» Rows from a box-labeling dataset
┌──

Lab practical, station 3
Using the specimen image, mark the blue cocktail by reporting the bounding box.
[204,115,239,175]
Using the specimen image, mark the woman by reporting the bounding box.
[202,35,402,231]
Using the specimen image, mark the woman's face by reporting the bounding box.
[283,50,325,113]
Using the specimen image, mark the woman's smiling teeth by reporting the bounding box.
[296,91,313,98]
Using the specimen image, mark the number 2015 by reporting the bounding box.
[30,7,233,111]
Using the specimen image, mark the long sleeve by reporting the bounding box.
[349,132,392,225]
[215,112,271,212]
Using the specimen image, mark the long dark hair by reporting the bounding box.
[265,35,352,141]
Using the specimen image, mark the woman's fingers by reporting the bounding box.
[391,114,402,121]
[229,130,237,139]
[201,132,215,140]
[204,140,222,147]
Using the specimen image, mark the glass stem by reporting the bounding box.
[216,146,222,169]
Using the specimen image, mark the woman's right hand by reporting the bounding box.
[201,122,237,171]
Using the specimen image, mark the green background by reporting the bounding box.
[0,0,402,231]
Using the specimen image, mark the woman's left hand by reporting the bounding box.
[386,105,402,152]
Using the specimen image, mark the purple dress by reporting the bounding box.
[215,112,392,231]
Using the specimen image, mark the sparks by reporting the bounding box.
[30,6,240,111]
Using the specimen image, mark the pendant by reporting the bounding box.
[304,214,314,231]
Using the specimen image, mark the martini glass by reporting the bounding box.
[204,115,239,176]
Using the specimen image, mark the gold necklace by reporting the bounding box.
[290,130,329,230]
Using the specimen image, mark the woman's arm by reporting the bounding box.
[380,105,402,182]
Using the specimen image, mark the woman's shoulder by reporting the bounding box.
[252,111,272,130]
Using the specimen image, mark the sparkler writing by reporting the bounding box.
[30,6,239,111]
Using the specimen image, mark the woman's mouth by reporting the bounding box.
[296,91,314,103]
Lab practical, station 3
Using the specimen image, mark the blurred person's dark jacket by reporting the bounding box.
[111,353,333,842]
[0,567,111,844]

└──
┌──

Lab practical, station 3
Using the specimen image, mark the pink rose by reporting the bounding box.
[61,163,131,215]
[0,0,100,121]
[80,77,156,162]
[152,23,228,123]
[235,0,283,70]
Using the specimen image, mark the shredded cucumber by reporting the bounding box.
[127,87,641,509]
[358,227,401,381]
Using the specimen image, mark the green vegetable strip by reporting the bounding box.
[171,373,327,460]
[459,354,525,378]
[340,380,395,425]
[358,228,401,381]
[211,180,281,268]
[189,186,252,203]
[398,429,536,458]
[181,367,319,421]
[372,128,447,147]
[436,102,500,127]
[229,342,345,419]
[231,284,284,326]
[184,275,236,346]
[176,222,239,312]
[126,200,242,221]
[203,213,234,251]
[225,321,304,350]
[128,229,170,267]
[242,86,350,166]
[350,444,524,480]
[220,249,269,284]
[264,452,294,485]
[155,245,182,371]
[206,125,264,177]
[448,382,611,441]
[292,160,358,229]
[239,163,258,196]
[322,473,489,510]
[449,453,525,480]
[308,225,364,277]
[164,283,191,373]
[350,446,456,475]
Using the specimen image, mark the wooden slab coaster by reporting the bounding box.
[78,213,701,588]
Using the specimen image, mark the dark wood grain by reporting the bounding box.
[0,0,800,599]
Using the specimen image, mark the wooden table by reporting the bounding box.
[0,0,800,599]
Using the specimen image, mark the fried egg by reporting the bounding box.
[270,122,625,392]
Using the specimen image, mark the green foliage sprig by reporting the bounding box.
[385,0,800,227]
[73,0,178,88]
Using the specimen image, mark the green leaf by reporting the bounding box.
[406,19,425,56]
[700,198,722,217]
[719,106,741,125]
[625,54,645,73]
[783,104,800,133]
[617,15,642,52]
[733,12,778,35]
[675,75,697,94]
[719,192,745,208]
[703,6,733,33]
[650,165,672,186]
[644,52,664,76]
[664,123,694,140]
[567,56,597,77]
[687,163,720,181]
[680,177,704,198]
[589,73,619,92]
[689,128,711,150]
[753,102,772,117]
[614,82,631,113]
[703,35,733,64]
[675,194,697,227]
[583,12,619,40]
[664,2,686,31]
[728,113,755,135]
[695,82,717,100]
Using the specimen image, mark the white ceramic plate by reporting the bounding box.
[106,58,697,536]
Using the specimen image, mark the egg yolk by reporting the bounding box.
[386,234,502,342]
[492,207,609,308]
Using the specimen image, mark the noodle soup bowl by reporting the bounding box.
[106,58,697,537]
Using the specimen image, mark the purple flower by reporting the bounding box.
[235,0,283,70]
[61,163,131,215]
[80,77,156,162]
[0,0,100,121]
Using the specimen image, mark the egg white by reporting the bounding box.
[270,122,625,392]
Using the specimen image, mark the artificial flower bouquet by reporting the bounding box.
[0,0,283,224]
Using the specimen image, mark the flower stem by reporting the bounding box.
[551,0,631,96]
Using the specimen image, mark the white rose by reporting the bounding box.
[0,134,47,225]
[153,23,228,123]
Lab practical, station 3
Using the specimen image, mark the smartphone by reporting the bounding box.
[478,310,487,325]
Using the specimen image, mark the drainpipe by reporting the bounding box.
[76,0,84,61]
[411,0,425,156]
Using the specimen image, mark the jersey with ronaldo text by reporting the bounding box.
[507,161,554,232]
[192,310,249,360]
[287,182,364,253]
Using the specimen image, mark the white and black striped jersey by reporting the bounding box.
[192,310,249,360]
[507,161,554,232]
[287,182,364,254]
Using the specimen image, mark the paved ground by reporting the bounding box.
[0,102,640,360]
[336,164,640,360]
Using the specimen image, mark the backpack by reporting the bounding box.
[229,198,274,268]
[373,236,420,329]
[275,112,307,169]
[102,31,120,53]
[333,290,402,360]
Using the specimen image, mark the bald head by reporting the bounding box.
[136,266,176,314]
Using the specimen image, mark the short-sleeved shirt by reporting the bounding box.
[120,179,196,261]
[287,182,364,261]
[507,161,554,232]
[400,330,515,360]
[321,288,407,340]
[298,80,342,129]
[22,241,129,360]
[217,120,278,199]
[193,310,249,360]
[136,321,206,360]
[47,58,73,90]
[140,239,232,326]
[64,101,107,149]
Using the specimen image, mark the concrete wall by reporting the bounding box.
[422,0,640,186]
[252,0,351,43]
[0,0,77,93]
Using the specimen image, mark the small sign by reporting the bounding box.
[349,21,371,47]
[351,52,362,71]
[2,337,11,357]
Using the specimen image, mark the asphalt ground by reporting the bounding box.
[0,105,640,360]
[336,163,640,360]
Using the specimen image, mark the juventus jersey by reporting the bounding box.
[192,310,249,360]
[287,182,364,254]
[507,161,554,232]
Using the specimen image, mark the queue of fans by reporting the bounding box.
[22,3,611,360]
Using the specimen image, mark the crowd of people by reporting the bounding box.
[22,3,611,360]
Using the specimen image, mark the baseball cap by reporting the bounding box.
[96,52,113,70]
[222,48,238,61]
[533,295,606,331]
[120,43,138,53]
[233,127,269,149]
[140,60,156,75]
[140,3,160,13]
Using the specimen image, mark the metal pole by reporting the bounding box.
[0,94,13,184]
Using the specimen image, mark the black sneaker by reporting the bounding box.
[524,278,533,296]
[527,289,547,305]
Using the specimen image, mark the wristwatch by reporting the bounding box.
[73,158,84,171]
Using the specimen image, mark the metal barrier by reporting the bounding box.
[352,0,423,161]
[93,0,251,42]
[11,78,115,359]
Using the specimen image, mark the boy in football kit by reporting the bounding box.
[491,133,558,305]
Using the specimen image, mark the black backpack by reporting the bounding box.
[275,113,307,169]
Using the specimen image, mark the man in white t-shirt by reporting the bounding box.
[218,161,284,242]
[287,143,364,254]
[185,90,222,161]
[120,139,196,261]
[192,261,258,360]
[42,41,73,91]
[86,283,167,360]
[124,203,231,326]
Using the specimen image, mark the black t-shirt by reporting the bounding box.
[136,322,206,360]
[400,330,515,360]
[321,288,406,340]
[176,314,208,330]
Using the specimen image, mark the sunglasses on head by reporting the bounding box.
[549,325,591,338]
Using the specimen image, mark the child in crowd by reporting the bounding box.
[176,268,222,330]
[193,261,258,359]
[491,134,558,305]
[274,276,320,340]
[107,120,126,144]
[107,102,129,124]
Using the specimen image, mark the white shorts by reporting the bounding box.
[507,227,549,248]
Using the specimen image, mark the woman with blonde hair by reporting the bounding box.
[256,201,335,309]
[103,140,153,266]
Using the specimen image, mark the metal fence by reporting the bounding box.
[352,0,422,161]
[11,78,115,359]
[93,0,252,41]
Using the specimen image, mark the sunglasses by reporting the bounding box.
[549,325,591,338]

└──

» Exercise description
Copy the records verbatim, starting at the line containing "Using the specimen image, mark the martini" and ending with the line containing "[0,567,111,844]", including both of those lines.

» Solution for this problem
Using the specimen image, mark the martini glass by reporting the bounding box.
[204,115,239,176]
Using the specimen image, mark the gold necklace by reporting the bounding box.
[290,130,329,230]
Using the specimen image, mark the woman's arm by reporting the bounding box.
[380,105,402,182]
Using the specimen image, mark the woman's shoulder by reporting the bounding box.
[252,111,272,130]
Using the specimen image, mark the sparkler writing by reporting the bounding box.
[30,6,239,111]
Using the specimen image, mark the woman's mouth by reporting the bounding box.
[296,91,314,103]
Lab practical, station 3
Using the specimen image, mark the blurred person's dark jacket by reporting the bounding box.
[111,353,333,842]
[0,567,111,844]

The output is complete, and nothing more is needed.